*SOURCE DATA*:
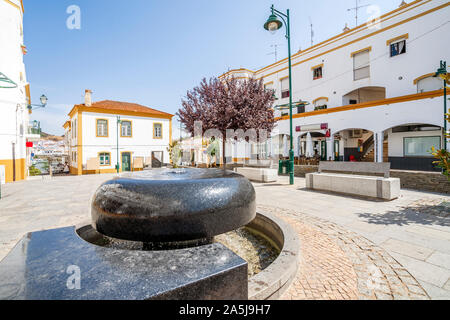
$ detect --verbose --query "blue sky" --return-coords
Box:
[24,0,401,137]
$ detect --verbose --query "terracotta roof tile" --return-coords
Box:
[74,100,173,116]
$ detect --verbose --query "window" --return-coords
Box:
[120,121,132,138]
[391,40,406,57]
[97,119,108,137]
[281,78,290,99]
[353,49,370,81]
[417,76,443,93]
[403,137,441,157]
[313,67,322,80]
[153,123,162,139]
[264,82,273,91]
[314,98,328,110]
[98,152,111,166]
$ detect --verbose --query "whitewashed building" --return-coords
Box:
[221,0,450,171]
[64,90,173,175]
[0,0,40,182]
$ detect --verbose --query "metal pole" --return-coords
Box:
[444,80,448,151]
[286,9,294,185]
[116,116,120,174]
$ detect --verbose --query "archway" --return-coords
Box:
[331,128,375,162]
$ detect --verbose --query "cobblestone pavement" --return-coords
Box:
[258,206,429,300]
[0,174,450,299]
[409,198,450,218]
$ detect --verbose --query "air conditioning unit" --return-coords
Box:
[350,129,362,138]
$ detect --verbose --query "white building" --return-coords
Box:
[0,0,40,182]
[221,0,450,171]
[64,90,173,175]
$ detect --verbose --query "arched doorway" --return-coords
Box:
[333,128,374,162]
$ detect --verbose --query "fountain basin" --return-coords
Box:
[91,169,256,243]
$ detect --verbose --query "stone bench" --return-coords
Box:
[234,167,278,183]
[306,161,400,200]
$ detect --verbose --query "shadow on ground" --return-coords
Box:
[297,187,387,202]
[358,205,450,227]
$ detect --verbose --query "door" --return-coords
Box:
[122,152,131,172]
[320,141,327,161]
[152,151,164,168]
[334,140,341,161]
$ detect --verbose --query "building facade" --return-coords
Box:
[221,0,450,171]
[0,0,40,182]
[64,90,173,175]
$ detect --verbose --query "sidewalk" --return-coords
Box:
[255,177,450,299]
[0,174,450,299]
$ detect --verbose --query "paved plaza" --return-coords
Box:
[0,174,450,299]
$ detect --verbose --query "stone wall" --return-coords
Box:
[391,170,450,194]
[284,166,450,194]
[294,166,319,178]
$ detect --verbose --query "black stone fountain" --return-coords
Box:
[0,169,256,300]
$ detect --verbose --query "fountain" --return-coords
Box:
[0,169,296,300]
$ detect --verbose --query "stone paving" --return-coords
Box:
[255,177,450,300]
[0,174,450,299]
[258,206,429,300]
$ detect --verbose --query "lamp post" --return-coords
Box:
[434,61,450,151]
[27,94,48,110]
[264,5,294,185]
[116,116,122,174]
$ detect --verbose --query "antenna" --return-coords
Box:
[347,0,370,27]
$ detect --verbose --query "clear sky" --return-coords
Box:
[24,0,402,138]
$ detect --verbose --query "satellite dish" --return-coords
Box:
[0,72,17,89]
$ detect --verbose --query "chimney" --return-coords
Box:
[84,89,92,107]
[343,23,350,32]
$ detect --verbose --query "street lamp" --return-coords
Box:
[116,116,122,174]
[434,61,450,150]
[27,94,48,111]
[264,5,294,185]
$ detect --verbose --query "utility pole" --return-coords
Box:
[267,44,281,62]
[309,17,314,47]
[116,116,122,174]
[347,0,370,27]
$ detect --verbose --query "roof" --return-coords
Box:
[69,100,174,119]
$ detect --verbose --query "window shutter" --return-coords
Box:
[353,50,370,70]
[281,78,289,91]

==

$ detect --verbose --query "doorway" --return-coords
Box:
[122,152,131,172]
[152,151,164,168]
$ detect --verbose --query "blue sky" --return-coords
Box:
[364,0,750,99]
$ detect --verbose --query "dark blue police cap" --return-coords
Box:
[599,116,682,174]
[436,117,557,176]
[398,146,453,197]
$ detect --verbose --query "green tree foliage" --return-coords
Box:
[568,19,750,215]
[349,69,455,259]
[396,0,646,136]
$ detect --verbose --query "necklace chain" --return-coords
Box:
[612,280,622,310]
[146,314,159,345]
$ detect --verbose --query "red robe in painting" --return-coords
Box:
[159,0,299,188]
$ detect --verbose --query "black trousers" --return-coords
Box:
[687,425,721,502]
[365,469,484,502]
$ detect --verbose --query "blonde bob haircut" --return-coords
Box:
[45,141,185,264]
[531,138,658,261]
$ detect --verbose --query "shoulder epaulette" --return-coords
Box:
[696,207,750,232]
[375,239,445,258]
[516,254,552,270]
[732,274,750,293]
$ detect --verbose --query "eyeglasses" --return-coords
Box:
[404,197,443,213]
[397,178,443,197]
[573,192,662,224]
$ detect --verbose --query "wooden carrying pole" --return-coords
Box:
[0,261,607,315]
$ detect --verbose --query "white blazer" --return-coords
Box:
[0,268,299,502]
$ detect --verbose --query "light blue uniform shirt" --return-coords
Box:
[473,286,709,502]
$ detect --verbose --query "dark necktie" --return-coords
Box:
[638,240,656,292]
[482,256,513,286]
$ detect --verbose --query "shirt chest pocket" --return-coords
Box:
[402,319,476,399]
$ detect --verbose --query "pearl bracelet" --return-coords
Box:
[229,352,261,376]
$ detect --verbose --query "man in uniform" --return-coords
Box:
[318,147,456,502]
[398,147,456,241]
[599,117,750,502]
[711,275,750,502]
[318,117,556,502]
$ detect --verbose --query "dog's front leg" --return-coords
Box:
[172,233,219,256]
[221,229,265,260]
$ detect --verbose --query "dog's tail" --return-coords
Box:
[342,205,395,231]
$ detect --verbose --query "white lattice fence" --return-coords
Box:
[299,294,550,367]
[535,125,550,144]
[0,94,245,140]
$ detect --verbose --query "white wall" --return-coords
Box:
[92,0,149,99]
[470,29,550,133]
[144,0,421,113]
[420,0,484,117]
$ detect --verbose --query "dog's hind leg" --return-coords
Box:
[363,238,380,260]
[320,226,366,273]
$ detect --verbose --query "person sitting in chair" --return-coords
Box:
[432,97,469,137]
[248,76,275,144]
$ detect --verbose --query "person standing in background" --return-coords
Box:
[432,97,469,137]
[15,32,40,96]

==

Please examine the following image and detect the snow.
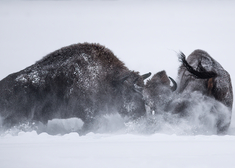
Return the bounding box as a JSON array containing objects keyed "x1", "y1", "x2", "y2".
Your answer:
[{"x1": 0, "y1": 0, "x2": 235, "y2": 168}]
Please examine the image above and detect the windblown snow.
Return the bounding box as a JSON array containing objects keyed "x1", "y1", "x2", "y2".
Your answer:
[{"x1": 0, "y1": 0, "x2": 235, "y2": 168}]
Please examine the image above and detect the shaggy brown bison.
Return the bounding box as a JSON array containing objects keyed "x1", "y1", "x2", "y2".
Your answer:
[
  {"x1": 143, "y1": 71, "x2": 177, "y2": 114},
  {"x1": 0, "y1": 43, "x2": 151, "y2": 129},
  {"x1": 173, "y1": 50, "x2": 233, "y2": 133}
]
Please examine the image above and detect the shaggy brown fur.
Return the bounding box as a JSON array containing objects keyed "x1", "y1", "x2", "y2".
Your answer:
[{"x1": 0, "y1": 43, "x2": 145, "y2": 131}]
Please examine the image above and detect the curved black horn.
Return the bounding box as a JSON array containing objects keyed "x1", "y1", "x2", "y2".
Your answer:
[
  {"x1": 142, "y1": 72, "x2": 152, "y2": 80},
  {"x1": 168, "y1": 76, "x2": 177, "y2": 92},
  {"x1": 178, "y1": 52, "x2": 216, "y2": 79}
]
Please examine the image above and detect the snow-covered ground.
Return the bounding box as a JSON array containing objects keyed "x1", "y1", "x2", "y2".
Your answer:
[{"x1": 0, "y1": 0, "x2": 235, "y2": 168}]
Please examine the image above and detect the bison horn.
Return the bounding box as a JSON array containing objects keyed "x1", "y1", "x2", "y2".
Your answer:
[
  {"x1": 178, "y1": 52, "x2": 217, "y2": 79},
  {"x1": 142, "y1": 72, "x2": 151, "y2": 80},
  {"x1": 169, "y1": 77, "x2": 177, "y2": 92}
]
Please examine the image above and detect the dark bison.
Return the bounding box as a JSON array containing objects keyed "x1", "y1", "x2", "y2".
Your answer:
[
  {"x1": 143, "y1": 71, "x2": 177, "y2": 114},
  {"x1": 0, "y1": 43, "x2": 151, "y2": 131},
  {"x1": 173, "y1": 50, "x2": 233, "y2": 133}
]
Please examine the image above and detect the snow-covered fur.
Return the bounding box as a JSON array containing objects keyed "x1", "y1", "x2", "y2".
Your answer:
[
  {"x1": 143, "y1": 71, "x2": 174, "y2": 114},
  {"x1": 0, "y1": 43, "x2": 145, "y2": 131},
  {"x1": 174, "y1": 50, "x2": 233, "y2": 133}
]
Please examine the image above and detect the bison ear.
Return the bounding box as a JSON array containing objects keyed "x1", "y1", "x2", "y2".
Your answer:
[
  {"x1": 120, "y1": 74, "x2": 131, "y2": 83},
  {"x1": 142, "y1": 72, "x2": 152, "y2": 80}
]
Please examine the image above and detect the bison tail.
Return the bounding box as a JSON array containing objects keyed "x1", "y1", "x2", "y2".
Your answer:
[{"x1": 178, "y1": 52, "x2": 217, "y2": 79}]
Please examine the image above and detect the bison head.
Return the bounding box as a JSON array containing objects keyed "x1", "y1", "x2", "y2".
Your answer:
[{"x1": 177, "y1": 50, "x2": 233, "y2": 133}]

*THE TASK*: Gather every row above that contains the word "uniform", treating uppercase and lowercase letters as different.

*FINAL ANSWER*:
$ detect --verbose --query "light blue uniform shirt" --return-coords
$ detect --verbose --query "man in uniform" --return-coords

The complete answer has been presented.